### Aim
Find every line of the records below that contains the string "query" and copy each such line in full. Case counts.

---

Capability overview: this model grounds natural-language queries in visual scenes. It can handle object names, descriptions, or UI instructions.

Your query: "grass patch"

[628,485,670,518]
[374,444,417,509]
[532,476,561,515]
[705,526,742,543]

---

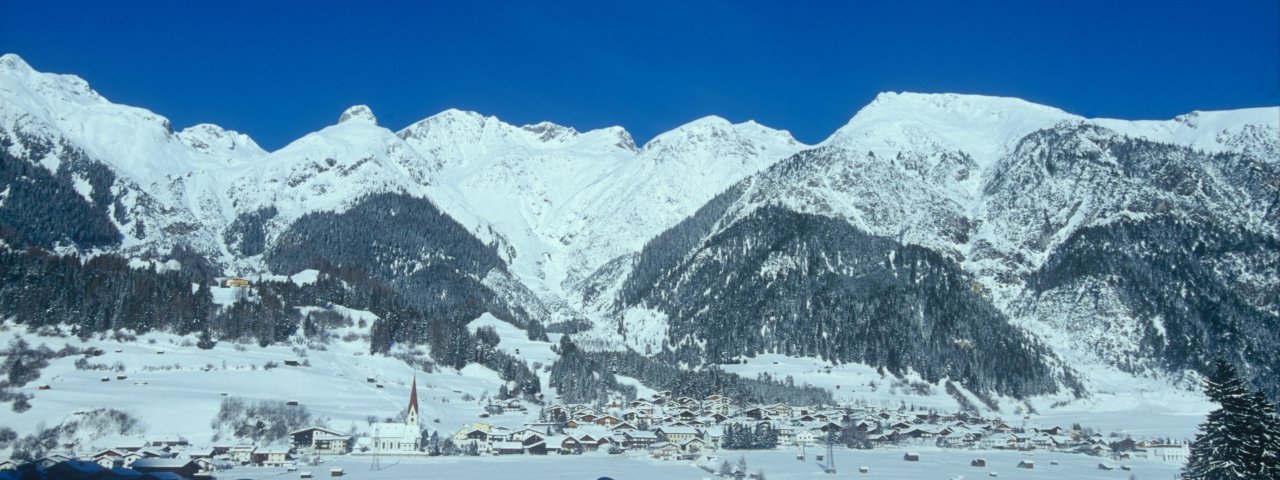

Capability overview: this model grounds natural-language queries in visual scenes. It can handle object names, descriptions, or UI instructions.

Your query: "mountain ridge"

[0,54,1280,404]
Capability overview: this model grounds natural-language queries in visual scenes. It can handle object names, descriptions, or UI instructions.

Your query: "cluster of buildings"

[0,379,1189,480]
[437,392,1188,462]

---

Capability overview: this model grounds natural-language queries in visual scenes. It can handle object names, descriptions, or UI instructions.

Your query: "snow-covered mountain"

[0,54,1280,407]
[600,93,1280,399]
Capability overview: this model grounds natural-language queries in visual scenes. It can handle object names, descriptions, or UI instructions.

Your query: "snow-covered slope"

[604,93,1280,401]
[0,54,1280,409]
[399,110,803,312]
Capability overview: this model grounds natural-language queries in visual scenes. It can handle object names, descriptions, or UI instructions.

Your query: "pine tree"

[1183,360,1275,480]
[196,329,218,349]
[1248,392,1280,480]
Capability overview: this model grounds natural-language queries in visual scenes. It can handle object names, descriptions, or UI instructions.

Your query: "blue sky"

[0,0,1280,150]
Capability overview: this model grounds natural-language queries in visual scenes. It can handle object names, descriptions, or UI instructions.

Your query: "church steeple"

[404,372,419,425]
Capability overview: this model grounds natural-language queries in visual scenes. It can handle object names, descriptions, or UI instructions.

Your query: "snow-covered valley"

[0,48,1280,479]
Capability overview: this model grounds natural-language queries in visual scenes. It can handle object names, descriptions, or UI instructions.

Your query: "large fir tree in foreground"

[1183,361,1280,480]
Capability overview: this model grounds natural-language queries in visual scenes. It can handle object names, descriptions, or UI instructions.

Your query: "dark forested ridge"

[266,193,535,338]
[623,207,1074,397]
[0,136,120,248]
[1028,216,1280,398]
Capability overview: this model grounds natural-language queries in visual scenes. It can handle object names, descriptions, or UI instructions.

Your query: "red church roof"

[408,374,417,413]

---

### Output below
Your query: "grass patch"
Your query: "mountain ridge"
Your query: "cluster of buildings"
Your query: "snow-covered mountain"
Your query: "snow-covered slope"
Your query: "pine tree"
Your query: "blue sky"
Your query: "church steeple"
Your query: "snow-covered valley"
Your query: "large fir tree in foreground"
Your query: "dark forested ridge"
Your query: "red church roof"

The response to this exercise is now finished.